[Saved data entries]
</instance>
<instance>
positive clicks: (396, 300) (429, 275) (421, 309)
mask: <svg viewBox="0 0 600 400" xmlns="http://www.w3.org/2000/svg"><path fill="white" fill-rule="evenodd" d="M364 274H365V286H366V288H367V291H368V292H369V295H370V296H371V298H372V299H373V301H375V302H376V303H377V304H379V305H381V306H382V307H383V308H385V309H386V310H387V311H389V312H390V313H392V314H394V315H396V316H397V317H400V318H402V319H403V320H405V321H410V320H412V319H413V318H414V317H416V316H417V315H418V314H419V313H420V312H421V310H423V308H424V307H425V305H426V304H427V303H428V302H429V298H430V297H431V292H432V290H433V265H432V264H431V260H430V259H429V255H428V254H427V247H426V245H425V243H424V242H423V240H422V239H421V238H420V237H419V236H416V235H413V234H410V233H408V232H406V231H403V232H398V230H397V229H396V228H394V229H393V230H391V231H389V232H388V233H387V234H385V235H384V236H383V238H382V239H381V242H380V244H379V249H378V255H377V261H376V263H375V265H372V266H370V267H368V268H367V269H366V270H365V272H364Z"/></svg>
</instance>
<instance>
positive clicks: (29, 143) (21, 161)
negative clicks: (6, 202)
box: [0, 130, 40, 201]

PROMPT:
Present the records from their beginning through the line containing "positive clicks: (396, 300)" as a numbered list, omitting blank lines.

TASK RESPONSE:
1. </instance>
2. <instance>
3. positive clicks: (396, 300) (429, 275) (421, 309)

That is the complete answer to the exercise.